-- RECORDS FOR THIS EXERCISE follows --

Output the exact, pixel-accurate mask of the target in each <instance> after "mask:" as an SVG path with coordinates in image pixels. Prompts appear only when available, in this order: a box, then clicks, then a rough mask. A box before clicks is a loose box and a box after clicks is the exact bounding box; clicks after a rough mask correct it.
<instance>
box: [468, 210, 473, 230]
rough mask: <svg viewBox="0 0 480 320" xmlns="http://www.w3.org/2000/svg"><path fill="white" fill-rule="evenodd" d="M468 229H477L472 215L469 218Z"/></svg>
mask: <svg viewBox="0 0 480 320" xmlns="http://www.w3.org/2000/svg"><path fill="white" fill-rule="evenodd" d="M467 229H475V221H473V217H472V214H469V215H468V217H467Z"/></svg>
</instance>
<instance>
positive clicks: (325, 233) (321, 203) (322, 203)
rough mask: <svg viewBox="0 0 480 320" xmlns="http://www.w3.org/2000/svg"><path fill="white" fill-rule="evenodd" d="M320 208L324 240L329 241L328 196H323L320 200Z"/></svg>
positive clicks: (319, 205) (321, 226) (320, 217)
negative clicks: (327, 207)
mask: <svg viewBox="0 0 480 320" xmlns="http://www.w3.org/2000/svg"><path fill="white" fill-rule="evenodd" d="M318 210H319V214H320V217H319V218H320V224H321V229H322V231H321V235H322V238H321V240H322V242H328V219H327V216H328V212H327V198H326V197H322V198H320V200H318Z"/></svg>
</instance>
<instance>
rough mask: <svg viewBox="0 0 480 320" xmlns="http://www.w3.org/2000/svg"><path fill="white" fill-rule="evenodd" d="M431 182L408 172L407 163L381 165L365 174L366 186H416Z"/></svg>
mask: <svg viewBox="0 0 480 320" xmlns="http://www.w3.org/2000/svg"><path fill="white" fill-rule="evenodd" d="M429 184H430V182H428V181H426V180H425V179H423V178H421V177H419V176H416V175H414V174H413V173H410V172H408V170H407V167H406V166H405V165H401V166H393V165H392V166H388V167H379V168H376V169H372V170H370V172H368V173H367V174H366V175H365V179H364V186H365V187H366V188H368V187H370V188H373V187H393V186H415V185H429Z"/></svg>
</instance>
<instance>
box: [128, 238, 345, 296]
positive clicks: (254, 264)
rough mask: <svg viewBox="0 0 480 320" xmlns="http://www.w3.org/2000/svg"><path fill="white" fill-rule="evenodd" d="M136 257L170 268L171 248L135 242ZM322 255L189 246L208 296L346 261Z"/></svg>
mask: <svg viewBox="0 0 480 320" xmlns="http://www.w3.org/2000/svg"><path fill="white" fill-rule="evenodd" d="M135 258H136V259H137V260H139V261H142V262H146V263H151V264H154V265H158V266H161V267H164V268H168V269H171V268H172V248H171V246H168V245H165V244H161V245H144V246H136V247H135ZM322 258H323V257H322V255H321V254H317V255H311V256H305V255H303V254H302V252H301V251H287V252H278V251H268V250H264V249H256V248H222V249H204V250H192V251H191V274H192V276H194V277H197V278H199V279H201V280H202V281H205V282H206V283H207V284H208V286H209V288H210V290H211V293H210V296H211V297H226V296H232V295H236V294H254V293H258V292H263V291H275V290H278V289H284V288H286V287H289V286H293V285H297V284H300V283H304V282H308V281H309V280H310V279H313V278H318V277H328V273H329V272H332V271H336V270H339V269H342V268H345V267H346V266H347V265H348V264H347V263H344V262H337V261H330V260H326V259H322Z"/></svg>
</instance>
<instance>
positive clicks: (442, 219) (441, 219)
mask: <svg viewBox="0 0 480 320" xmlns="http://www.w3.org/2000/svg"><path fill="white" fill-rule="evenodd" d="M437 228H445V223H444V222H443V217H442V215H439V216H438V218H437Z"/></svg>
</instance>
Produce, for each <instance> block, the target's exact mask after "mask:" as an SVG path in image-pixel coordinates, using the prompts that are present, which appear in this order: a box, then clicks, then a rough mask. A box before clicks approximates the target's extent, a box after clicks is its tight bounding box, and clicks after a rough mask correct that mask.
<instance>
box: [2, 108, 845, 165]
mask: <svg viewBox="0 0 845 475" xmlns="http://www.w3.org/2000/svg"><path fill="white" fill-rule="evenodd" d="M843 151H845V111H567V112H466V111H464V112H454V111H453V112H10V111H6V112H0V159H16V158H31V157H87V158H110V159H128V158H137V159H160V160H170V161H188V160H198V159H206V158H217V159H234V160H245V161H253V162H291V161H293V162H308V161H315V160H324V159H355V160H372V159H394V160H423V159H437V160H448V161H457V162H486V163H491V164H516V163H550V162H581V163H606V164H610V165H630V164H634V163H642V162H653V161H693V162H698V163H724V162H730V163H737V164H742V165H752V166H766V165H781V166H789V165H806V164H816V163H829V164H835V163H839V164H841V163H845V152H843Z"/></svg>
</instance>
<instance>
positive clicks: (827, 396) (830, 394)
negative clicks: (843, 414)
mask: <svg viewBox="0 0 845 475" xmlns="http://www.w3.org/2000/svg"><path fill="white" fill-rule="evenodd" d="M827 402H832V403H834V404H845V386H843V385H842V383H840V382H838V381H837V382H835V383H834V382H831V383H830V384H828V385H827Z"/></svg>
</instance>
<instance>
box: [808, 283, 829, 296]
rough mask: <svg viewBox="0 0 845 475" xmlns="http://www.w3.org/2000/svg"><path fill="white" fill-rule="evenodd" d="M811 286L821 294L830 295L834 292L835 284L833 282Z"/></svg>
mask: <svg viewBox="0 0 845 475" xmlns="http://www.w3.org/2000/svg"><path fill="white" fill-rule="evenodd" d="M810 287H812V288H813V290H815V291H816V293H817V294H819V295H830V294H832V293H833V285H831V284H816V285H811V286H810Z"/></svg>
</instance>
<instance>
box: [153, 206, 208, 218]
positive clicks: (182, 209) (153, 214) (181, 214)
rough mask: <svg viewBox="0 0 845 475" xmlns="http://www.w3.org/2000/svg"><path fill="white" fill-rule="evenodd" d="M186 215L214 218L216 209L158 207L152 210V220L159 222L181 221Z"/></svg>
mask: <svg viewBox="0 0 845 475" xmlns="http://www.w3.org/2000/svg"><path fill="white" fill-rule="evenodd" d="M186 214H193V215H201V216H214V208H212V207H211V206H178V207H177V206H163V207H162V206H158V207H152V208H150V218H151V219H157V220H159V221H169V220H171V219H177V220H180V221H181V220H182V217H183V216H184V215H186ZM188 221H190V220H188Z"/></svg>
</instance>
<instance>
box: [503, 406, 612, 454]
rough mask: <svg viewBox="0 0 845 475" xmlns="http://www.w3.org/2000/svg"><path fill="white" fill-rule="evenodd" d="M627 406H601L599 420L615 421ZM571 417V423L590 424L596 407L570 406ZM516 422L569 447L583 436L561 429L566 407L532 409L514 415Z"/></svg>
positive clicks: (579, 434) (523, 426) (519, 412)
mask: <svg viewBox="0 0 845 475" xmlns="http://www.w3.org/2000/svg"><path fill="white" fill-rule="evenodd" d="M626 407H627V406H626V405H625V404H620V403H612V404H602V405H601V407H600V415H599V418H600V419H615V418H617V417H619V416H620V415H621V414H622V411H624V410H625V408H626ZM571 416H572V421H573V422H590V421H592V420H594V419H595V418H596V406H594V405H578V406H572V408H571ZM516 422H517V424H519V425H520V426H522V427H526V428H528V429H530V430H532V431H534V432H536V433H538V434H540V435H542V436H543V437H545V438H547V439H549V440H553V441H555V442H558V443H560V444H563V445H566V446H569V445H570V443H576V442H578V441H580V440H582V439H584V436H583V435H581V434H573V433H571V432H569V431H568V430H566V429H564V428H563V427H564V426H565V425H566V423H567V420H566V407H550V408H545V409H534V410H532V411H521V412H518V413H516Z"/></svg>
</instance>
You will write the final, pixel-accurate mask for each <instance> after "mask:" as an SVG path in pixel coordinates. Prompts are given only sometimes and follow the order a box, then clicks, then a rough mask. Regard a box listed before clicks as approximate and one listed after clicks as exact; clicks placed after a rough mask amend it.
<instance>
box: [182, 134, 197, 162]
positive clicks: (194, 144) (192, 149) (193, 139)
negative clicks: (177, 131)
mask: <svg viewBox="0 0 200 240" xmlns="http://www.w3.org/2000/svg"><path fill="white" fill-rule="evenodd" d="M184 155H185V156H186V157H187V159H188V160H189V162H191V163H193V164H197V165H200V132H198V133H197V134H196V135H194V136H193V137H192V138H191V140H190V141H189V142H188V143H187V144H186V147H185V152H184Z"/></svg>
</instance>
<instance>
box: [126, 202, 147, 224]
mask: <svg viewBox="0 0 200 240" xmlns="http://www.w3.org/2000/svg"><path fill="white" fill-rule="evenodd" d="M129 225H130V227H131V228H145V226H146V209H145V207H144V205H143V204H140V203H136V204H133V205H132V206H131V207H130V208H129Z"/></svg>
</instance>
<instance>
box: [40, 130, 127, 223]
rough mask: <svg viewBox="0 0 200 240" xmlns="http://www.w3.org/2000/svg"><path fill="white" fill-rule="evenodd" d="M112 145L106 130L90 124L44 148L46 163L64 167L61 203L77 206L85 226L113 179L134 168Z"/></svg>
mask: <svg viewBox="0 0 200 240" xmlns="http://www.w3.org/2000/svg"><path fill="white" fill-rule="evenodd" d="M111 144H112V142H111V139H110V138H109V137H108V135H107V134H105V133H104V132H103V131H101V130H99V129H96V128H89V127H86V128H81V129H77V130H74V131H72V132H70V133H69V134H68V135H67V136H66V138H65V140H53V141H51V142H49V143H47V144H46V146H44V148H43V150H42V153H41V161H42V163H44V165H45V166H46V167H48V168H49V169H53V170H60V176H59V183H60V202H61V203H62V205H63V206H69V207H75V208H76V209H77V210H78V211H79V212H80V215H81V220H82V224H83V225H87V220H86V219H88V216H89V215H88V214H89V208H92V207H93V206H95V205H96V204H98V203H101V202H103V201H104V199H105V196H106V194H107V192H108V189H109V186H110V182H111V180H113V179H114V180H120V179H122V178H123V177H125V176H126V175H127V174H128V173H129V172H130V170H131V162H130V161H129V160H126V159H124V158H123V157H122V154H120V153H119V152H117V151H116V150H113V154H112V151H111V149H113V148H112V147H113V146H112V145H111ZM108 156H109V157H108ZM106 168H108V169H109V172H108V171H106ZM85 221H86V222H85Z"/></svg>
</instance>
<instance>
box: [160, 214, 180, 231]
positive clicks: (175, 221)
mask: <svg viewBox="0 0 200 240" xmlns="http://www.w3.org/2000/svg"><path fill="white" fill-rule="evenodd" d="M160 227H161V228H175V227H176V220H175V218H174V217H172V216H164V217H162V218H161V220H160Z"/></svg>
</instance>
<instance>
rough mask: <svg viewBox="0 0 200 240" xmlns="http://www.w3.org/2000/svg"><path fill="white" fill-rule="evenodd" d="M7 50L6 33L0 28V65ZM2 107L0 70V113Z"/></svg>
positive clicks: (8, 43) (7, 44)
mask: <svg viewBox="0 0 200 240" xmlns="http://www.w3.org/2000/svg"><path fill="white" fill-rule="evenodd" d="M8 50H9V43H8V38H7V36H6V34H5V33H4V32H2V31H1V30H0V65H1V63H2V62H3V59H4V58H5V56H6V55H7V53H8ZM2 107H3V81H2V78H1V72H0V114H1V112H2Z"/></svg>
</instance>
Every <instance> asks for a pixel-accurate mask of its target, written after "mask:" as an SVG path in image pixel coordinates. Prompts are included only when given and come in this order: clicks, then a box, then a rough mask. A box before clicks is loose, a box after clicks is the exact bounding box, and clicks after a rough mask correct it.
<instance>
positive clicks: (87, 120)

-- RECORDS FOR THIS EXERCISE concluded --

Within the records, tally every line that contains the word "correct". Only the resulting number should be given.

3